== Data shown ==
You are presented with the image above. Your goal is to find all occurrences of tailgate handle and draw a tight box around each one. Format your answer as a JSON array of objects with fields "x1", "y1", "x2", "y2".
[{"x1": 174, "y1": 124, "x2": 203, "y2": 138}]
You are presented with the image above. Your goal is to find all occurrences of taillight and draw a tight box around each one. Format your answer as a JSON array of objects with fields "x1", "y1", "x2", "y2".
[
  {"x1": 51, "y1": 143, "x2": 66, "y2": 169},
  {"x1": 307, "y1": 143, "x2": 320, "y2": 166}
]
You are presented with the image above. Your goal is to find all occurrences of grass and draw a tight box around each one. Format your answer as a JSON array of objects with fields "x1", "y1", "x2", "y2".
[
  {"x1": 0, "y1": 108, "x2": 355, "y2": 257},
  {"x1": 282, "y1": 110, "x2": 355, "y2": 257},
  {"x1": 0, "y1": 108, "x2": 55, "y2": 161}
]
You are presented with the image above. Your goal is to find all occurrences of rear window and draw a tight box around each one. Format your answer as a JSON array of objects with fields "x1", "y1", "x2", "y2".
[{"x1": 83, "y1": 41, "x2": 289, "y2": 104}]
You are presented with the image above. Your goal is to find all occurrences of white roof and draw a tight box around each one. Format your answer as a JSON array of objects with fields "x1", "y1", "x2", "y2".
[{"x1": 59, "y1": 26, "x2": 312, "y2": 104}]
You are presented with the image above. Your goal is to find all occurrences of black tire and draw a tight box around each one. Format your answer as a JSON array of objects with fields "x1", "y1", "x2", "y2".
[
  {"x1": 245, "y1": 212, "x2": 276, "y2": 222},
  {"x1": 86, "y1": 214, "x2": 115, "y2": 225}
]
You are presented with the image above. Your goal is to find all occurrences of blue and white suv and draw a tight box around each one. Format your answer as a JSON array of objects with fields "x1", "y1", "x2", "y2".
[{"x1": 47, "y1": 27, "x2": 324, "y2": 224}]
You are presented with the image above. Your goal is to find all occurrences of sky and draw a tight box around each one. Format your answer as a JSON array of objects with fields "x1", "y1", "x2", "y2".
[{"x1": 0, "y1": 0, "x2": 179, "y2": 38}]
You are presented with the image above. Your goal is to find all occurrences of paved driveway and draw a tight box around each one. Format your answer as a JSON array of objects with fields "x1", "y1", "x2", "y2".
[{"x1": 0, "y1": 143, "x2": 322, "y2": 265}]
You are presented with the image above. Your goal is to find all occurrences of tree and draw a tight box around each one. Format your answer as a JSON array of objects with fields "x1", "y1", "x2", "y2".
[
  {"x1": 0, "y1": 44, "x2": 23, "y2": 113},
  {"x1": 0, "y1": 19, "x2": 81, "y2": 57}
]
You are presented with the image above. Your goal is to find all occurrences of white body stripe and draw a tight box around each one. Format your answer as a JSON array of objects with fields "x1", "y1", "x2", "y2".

== Task goal ==
Copy every record above word for word, with each line unchanged and in its original order.

== Answer in full ==
You are presented with the image above. Your goal is to find all occurrences of tailgate handle and draw a tight box around each one. Format your answer as a JSON array of objects with fields "x1", "y1", "x2", "y2".
[{"x1": 174, "y1": 124, "x2": 203, "y2": 138}]
You are presented with the image above. Your goal is to find all occurrences of taillight and draw a tight box around each one. Format your answer as a JSON array of objects with fields "x1", "y1", "x2", "y2".
[
  {"x1": 51, "y1": 143, "x2": 66, "y2": 169},
  {"x1": 307, "y1": 143, "x2": 320, "y2": 166}
]
You are presented with the image above. Your goal is to find all occurrences of grass and draw a tight box around each one. Format your answer as a JSON array of objects with fields "x1", "y1", "x2", "y2".
[
  {"x1": 0, "y1": 108, "x2": 355, "y2": 257},
  {"x1": 282, "y1": 110, "x2": 355, "y2": 257},
  {"x1": 0, "y1": 108, "x2": 55, "y2": 161}
]
You are presented with the image above. Your goal is to find all occurrences of rear window and draw a tight box around each one. Format your answer as a JSON array of objects with fields "x1", "y1", "x2", "y2".
[{"x1": 83, "y1": 41, "x2": 289, "y2": 104}]
You are presented with the image above. Your goal is to find all occurrences of white roof and draw a tight box around each one. Format your answer as a JSON array of objects with fields "x1", "y1", "x2", "y2".
[{"x1": 59, "y1": 26, "x2": 312, "y2": 104}]
You are presented with the image above. Your goal is to find all occurrences of black tire and draw a tight box around each one. Format your answer as a JSON array of objects with fields "x1", "y1", "x2", "y2".
[
  {"x1": 245, "y1": 212, "x2": 276, "y2": 222},
  {"x1": 86, "y1": 214, "x2": 115, "y2": 225}
]
You are presented with the image above. Your goal is to find all occurrences of blue and white suv and draw a tight box around each one. Format your answer as a JSON array of objects with fields "x1", "y1", "x2", "y2".
[{"x1": 47, "y1": 27, "x2": 324, "y2": 224}]
You are presented with the image above. Your goal is to find all occurrences of sky and draw a tight box around each one. Format your answer as a JSON array of objects with fields "x1", "y1", "x2", "y2".
[{"x1": 0, "y1": 0, "x2": 179, "y2": 38}]
You are presented with the image above. Your goal is to find all occurrences of paved driveway and draw a tight box around each one. Format your answer as a JSON array of objects with fields "x1", "y1", "x2", "y2".
[{"x1": 0, "y1": 143, "x2": 322, "y2": 265}]
You are presented with the image above. Your goal is to find all occurrences of tree and draw a tight box around each one. Format your answer as a JSON array of objects with fields "x1", "y1", "x2", "y2".
[
  {"x1": 0, "y1": 44, "x2": 23, "y2": 113},
  {"x1": 0, "y1": 19, "x2": 81, "y2": 57}
]
You are presented with the image above. Your goal is to find all occurrences of white body stripe and draw a tight box around each one. Format your answer as a JSON array of objects with fields "x1", "y1", "x2", "y2".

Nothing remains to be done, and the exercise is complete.